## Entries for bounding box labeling
------------------------------------------------------------

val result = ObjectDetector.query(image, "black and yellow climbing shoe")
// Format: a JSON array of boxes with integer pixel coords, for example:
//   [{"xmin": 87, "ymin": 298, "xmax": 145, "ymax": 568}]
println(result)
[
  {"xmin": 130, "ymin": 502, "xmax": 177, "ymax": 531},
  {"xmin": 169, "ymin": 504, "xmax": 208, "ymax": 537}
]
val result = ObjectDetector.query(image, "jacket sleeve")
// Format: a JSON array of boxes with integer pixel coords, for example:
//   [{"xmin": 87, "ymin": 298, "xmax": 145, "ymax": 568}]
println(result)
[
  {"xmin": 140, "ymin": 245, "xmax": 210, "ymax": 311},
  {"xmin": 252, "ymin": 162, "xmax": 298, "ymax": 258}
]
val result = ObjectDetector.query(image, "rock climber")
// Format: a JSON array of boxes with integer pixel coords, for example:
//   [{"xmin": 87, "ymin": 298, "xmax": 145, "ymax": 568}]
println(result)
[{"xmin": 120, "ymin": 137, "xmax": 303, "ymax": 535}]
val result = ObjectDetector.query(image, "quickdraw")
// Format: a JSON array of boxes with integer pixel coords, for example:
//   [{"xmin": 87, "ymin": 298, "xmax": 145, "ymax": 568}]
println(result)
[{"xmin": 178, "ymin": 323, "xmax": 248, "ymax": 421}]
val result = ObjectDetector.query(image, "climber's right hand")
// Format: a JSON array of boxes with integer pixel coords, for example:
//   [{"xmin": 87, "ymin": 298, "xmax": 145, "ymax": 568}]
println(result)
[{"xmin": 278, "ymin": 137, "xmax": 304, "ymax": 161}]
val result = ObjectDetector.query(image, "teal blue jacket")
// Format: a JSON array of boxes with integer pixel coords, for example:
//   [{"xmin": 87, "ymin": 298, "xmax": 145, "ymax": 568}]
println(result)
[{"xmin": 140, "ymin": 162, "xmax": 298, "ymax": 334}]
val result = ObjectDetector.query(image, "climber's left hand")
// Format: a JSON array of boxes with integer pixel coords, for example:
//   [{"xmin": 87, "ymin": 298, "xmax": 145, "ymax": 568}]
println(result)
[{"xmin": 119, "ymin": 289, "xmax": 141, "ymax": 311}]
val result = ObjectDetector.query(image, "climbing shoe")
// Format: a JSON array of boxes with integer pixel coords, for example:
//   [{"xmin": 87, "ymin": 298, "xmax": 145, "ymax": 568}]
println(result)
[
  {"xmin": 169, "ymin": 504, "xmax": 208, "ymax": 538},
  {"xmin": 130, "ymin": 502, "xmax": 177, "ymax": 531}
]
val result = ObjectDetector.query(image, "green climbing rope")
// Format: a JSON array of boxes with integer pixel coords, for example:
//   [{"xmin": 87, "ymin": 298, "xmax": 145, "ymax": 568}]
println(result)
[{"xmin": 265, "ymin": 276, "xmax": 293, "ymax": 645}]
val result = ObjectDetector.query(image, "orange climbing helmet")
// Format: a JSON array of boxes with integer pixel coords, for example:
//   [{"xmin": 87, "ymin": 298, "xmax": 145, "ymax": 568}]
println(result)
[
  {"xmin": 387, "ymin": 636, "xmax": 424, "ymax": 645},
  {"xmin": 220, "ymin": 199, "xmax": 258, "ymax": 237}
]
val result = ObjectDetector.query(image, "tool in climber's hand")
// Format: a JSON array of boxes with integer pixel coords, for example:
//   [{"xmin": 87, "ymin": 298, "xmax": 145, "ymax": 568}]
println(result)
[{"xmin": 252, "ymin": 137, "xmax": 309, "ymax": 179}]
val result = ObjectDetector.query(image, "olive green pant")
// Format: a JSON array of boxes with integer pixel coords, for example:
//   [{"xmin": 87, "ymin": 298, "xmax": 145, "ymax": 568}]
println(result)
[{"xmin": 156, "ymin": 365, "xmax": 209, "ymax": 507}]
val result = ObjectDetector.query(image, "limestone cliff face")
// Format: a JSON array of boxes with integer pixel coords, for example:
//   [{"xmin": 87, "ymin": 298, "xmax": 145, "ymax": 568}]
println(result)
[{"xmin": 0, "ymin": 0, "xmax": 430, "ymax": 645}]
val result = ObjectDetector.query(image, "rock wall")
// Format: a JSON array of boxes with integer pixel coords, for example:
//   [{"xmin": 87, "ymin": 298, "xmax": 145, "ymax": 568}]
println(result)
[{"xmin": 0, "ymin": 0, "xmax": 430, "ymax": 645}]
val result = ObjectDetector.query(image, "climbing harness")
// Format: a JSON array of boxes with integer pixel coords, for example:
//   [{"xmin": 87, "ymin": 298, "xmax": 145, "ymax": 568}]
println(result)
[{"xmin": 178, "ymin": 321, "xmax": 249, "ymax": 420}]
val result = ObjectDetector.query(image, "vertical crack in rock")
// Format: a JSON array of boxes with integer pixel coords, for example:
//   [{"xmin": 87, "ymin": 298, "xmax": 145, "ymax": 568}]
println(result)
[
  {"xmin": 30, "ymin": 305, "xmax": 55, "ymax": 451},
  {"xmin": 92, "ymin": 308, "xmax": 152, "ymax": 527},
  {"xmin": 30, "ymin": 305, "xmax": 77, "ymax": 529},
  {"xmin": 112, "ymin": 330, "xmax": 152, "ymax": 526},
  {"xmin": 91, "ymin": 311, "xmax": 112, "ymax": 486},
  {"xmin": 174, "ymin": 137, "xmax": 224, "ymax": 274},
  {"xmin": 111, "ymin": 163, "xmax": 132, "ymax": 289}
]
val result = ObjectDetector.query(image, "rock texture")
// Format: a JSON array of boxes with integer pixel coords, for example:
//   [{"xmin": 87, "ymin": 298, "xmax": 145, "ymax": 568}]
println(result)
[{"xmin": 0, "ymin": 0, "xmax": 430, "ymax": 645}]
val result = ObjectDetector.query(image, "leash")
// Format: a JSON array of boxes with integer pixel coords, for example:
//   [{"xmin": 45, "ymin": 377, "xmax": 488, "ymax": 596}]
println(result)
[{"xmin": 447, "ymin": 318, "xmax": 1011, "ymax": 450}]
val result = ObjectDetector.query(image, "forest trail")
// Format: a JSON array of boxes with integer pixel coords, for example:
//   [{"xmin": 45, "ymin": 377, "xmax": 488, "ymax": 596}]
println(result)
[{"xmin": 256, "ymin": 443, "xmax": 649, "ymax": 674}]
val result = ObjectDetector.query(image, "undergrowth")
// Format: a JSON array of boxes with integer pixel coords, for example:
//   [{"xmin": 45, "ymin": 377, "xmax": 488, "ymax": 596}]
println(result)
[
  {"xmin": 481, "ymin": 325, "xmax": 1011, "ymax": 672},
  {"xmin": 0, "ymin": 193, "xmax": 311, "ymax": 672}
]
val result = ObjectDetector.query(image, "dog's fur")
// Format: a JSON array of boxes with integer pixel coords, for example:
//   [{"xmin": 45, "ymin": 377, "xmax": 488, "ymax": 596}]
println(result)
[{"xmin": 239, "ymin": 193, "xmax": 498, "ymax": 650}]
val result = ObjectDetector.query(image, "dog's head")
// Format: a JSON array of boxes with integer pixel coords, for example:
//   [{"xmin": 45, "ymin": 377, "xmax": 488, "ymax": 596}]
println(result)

------------------------------------------------------------

## Direction
Can you give every line above again, exactly as written?

## Answer
val result = ObjectDetector.query(image, "black and yellow climbing shoe")
// Format: a JSON array of boxes with integer pixel coords, for example:
//   [{"xmin": 87, "ymin": 298, "xmax": 145, "ymax": 568}]
println(result)
[
  {"xmin": 130, "ymin": 502, "xmax": 177, "ymax": 531},
  {"xmin": 169, "ymin": 504, "xmax": 208, "ymax": 537}
]
val result = ObjectDetector.query(image, "jacket sleeve")
// Format: a JSON array of boxes with integer pixel coords, for example:
//   [{"xmin": 87, "ymin": 298, "xmax": 145, "ymax": 568}]
println(result)
[
  {"xmin": 140, "ymin": 245, "xmax": 210, "ymax": 311},
  {"xmin": 252, "ymin": 162, "xmax": 298, "ymax": 258}
]
val result = ObjectDetector.query(image, "rock climber")
// Format: a JSON array of boxes with integer pixel coords, for example:
//   [{"xmin": 87, "ymin": 298, "xmax": 145, "ymax": 568}]
println(result)
[{"xmin": 120, "ymin": 137, "xmax": 303, "ymax": 535}]
val result = ObjectDetector.query(image, "quickdraw")
// Format: a JSON array of boxes with integer pixel coords, for example:
//   [{"xmin": 87, "ymin": 298, "xmax": 145, "ymax": 568}]
println(result)
[{"xmin": 178, "ymin": 323, "xmax": 248, "ymax": 421}]
val result = ObjectDetector.query(image, "climber's right hand")
// Format: a JSON array of boxes with integer pixel coords, for example:
//   [{"xmin": 87, "ymin": 298, "xmax": 145, "ymax": 568}]
println(result)
[{"xmin": 278, "ymin": 137, "xmax": 304, "ymax": 161}]
val result = ObjectDetector.query(image, "teal blue jacket")
// Format: a JSON array of boxes with integer pixel coords, for example:
//   [{"xmin": 87, "ymin": 298, "xmax": 145, "ymax": 568}]
println(result)
[{"xmin": 140, "ymin": 162, "xmax": 298, "ymax": 334}]
val result = ObjectDetector.query(image, "climber's left hand")
// Format: a JSON array of boxes with integer pixel coords, for example:
//   [{"xmin": 87, "ymin": 298, "xmax": 145, "ymax": 568}]
println(result)
[{"xmin": 119, "ymin": 289, "xmax": 141, "ymax": 311}]
val result = ObjectDetector.query(image, "climbing shoe")
// Format: a JSON array of boxes with integer pixel coords, for example:
//   [{"xmin": 87, "ymin": 298, "xmax": 145, "ymax": 568}]
println(result)
[
  {"xmin": 169, "ymin": 504, "xmax": 208, "ymax": 538},
  {"xmin": 130, "ymin": 502, "xmax": 177, "ymax": 531}
]
val result = ObjectDetector.query(image, "green climbing rope")
// Format: a JSON array of boxes with integer pixel coords, for example:
//   [{"xmin": 87, "ymin": 298, "xmax": 145, "ymax": 568}]
println(result)
[{"xmin": 265, "ymin": 276, "xmax": 293, "ymax": 645}]
val result = ObjectDetector.query(image, "orange climbing helmet")
// Format: a JSON array of boxes with integer pixel coords, for example:
//   [{"xmin": 87, "ymin": 298, "xmax": 145, "ymax": 568}]
println(result)
[
  {"xmin": 387, "ymin": 636, "xmax": 424, "ymax": 645},
  {"xmin": 220, "ymin": 199, "xmax": 258, "ymax": 237}
]
val result = ObjectDetector.query(image, "tool in climber's hand")
// Format: a JSON array of boxes with integer pixel coords, for example:
//   [{"xmin": 87, "ymin": 298, "xmax": 145, "ymax": 568}]
println(result)
[{"xmin": 252, "ymin": 137, "xmax": 309, "ymax": 179}]
val result = ObjectDetector.query(image, "olive green pant")
// Format: a JSON array of boxes with integer pixel coords, for example:
//   [{"xmin": 87, "ymin": 298, "xmax": 145, "ymax": 568}]
println(result)
[{"xmin": 156, "ymin": 365, "xmax": 209, "ymax": 507}]
val result = ObjectDetector.query(image, "limestone cliff face")
// Format: a JSON array of boxes with integer pixel coords, for example:
//   [{"xmin": 87, "ymin": 298, "xmax": 145, "ymax": 568}]
println(result)
[{"xmin": 0, "ymin": 0, "xmax": 430, "ymax": 645}]
val result = ObjectDetector.query(image, "rock wall")
// Format: a JSON array of boxes with integer pixel coords, for example:
//   [{"xmin": 87, "ymin": 298, "xmax": 145, "ymax": 568}]
println(result)
[{"xmin": 0, "ymin": 0, "xmax": 430, "ymax": 645}]
val result = ObjectDetector.query(image, "climbing harness")
// Format: a JSON array of boxes with integer pixel coords, for example:
//   [{"xmin": 87, "ymin": 298, "xmax": 145, "ymax": 568}]
println(result)
[{"xmin": 178, "ymin": 321, "xmax": 249, "ymax": 420}]
val result = ObjectDetector.query(image, "vertical crack in rock")
// Format: a JSON array of boxes with integer pixel coords, for example:
//   [{"xmin": 87, "ymin": 298, "xmax": 145, "ymax": 568}]
println(result)
[
  {"xmin": 30, "ymin": 305, "xmax": 55, "ymax": 451},
  {"xmin": 92, "ymin": 308, "xmax": 152, "ymax": 527},
  {"xmin": 30, "ymin": 305, "xmax": 77, "ymax": 529},
  {"xmin": 112, "ymin": 330, "xmax": 152, "ymax": 526},
  {"xmin": 91, "ymin": 311, "xmax": 112, "ymax": 486},
  {"xmin": 174, "ymin": 137, "xmax": 224, "ymax": 274},
  {"xmin": 111, "ymin": 163, "xmax": 132, "ymax": 289}
]
val result = ObjectDetector.query(image, "rock texture")
// Format: a JSON array of boxes with integer pixel coords, for example:
//   [{"xmin": 87, "ymin": 298, "xmax": 145, "ymax": 568}]
println(result)
[{"xmin": 0, "ymin": 0, "xmax": 430, "ymax": 645}]
val result = ObjectDetector.query(image, "leash")
// Format: a JSON array of boxes with integer pixel coords, for example:
//   [{"xmin": 45, "ymin": 377, "xmax": 488, "ymax": 596}]
println(result)
[{"xmin": 447, "ymin": 318, "xmax": 1011, "ymax": 450}]
val result = ObjectDetector.query(image, "forest trail")
// Format: a JSON array of boxes with integer pixel coords, for example:
//   [{"xmin": 45, "ymin": 377, "xmax": 488, "ymax": 596}]
println(result)
[{"xmin": 256, "ymin": 443, "xmax": 649, "ymax": 674}]
val result = ObjectDetector.query(image, "undergrowth")
// Format: a JSON array of boxes with integer pixel coords, for example:
//   [{"xmin": 45, "ymin": 377, "xmax": 488, "ymax": 596}]
println(result)
[
  {"xmin": 481, "ymin": 325, "xmax": 1011, "ymax": 672},
  {"xmin": 0, "ymin": 193, "xmax": 311, "ymax": 672}
]
val result = ObjectDetector.query(image, "dog's fur")
// Format: a JSON array of boxes with integer pixel coords, for example:
//   [{"xmin": 45, "ymin": 377, "xmax": 488, "ymax": 596}]
println(result)
[{"xmin": 239, "ymin": 193, "xmax": 498, "ymax": 650}]
val result = ObjectDetector.query(image, "dog's head")
// Format: a JSON array of boxes with integer pixel coords, for example:
//   [{"xmin": 45, "ymin": 377, "xmax": 488, "ymax": 596}]
println(result)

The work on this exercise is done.